▶ [Teks Tersedia]
Foto : Penulis Galuh Malpiana
SETIAP malam, mulai dari jalan sepanjang RT. Hardiwinangun hingga Ranca Lentah Balong, Rangkasbitung, Kabupaten Lebak, ramai oleh pedagang kaki lima (PKL). Sebagian besar mereka, menjual aneka jajanan alias kuliner.
Ada juga yang berjualan pakaian, aksesoris handphone hingga arena mainan anak-anak. Lokasi jalur kawasan itu, memang cukup strategis, sehingga kawasan itu selalu jadi incara para PKL.
Jalan RT Hardiwinangun adalah salah satu jalur yang menghubungkan ke kawasan Ranca Lentah Balong. Jalur itu sendirian bisa dibilang jalur ‘sutra’. Karena setiap hari tak pernah sepi pengunjung apalagi saat malam hari.

▶ [Rumusan Soal] Tuliskan kembali tanpa perubahan seluruh bagian teks tentang pedagang kaki lima di Rangkasbitung, mulai dari "Foto : Penulis" sampai ke "saat malam hari.".

▶ [Informasi Tersaji]
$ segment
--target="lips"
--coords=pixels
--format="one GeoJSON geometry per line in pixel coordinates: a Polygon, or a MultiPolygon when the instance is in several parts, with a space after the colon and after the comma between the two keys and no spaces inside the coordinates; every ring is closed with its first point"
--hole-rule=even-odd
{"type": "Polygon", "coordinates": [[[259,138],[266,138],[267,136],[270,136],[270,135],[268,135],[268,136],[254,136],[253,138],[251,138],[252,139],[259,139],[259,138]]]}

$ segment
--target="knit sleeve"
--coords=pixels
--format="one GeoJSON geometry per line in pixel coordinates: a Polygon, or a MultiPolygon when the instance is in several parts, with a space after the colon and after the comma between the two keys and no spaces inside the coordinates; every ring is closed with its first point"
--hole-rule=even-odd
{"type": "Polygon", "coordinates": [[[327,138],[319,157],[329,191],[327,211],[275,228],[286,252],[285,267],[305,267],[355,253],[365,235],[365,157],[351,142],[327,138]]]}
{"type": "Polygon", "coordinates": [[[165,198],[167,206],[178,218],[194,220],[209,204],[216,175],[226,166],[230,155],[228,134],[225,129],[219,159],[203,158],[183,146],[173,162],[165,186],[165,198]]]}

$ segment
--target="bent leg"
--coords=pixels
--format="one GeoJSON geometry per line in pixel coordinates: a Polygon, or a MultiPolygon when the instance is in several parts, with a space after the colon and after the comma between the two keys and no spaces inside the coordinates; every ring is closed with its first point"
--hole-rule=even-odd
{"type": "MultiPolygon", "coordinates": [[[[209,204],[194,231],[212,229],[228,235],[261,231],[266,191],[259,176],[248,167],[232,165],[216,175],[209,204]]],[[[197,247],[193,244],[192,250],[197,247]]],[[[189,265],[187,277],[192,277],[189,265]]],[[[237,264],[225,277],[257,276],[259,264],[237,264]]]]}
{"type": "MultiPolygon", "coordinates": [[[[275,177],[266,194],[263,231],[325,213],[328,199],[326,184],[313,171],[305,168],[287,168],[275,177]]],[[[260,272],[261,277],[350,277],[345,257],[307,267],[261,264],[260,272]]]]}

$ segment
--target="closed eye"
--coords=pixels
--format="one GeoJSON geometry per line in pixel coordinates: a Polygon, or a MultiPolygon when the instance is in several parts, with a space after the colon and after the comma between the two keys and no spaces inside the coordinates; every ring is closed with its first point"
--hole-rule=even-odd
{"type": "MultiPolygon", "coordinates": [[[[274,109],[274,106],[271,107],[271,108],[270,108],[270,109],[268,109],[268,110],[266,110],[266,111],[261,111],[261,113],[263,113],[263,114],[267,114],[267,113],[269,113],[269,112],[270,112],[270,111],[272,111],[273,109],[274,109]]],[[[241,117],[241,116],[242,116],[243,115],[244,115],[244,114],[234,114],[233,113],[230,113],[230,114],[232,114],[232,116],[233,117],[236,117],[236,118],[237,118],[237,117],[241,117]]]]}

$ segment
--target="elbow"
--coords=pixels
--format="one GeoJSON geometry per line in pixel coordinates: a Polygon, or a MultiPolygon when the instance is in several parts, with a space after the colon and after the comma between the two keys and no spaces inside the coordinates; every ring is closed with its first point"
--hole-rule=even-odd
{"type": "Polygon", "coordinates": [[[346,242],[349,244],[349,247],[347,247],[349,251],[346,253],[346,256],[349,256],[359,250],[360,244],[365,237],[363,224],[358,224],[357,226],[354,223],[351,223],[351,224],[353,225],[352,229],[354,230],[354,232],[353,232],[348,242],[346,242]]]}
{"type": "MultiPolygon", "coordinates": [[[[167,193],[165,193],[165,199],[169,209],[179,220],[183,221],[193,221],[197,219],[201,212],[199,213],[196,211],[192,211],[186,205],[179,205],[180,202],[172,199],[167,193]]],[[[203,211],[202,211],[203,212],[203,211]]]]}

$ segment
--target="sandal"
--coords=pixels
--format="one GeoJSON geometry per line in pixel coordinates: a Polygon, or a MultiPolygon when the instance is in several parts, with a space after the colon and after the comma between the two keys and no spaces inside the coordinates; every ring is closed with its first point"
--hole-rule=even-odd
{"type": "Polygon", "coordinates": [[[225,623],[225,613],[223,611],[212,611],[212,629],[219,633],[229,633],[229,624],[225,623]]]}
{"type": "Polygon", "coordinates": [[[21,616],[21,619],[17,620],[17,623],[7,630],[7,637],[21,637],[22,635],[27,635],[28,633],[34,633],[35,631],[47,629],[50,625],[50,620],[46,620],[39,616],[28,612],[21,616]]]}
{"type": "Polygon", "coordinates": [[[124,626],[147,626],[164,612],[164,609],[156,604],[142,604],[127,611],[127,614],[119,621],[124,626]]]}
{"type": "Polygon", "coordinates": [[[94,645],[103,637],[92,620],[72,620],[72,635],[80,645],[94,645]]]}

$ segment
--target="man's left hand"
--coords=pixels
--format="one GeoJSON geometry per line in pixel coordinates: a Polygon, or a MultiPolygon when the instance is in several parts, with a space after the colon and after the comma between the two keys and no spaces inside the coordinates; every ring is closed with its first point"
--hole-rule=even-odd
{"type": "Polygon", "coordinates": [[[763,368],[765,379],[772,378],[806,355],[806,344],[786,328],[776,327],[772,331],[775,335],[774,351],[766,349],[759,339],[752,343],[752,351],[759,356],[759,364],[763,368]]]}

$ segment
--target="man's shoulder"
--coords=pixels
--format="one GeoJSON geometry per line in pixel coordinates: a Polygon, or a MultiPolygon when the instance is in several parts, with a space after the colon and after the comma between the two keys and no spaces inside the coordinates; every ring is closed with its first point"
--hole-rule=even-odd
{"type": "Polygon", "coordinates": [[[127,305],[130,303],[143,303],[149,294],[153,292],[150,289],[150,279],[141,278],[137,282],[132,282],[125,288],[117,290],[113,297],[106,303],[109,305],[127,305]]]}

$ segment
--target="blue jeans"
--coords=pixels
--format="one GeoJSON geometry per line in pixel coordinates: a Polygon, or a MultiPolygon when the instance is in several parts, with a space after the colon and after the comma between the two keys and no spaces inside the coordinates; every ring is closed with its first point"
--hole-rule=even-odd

▶ [Jawaban Berikut]
Foto : Penulis Galuh Malpiana
SETIAP malam, mulai dari jalan sepanjang RT. Hardiwinangun hingga Ranca Lentah Balong, Rangkasbitung, Kabupaten Lebak, ramai oleh pedagang kaki lima (PKL). Sebagian besar mereka, menjual aneka jajanan alias kuliner.
Ada juga yang berjualan pakaian, aksesoris handphone hingga arena mainan anak-anak. Lokasi jalur kawasan itu, memang cukup strategis, sehingga kawasan itu selalu jadi incara para PKL.
Jalan RT Hardiwinangun adalah salah satu jalur yang menghubungkan ke kawasan Ranca Lentah Balong. Jalur itu sendirian bisa dibilang jalur ‘sutra’. Karena setiap hari tak pernah sepi pengunjung apalagi saat malam hari.